> **Data supplied**:
Start of Block

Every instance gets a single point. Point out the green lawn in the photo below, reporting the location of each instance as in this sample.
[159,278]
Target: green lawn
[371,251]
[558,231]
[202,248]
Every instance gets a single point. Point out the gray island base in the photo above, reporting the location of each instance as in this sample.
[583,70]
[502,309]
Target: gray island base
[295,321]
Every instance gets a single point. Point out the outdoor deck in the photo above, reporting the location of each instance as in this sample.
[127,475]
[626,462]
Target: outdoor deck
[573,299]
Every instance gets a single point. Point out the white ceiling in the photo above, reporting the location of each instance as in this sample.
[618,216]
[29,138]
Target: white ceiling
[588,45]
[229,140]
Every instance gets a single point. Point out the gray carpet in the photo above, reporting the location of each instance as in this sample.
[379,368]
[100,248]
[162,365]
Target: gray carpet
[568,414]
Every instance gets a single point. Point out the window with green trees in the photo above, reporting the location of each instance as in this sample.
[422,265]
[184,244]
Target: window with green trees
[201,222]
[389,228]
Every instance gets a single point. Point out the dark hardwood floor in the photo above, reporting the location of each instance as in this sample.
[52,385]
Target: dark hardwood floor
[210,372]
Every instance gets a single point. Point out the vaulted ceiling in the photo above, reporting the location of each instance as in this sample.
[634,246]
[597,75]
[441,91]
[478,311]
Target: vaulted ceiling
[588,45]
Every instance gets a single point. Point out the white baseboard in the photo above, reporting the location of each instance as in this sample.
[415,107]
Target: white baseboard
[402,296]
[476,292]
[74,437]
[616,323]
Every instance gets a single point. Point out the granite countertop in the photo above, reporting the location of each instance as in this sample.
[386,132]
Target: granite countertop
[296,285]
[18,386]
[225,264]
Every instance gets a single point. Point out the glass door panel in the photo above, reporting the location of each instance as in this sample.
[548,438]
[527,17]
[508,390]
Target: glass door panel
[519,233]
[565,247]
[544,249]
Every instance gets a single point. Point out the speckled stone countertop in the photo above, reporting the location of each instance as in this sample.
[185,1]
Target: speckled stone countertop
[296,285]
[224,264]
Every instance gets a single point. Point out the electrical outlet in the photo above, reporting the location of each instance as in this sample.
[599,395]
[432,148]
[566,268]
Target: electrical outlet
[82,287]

End of Block

> **Task to carry out**: Could you return the complete listing, word for word?

> **Exercise response**:
Every instance gets a single point. Point out the green lawn in the photo below, reporting the location of each instance as in this sample.
[159,278]
Target: green lawn
[371,251]
[558,231]
[202,248]
Every instance gets a single point. Point out the gray island base in the photo above, reporting the location of each instance as in this sample.
[583,70]
[502,309]
Target: gray island base
[295,321]
Every instance gets a single point. Point out the outdoor deck in the photo above, reporting the location of each instance as in this sample.
[127,475]
[626,462]
Target: outdoor deck
[573,299]
Every instance gets a single point. Point out the white ceiling in the photo above, reporting the location of each instance as in this sample.
[618,216]
[29,138]
Target: white ceiling
[588,45]
[229,140]
Every instance gets a single point. Point out the gray carpet in the photo above, reporting the location of each instance as in this sample.
[379,368]
[100,248]
[162,365]
Target: gray carpet
[568,414]
Every instance gets a single point. Point out the window with green trees in the photo above, reporting the location of each instance as in this sample.
[422,265]
[184,244]
Target: window with green trees
[201,222]
[389,228]
Every instance gets a single point. Point out the dark hardwood floor in the photo above, reporting the location of each instance as in this sample.
[52,385]
Target: dark hardwood floor
[210,372]
Every instance gets a single point. Point out the vaulted ceiling in the photo above, reporting the location of each instance as in this sample.
[634,246]
[597,75]
[441,91]
[478,311]
Target: vaulted ceiling
[588,45]
Every instance gets a single point. Point out the white baseboard in the photo above, reporting the location of each instance as in this sample.
[415,107]
Target: white baseboard
[402,296]
[476,292]
[74,437]
[616,323]
Every instance gets a single point. Point out the granite countertop in the photo above, reporting the location of each instance as in this sample.
[386,132]
Target: granite countertop
[296,285]
[18,386]
[225,264]
Every instance gets a single point. Point out the glass door panel in the photo above, reporting the location of each instance as in this sample.
[548,438]
[527,17]
[508,390]
Target: glass door panel
[519,233]
[565,247]
[544,249]
Every instance gets a single point. Point out the speckled stone countertop in the photo above, reporting the location of each instance as in this sample.
[185,1]
Target: speckled stone countertop
[296,285]
[224,264]
Every instance gets a single point. Point out the electrical outlet in the photo above, reporting the location of each instance as in this sample.
[599,395]
[432,148]
[566,268]
Target: electrical outlet
[82,287]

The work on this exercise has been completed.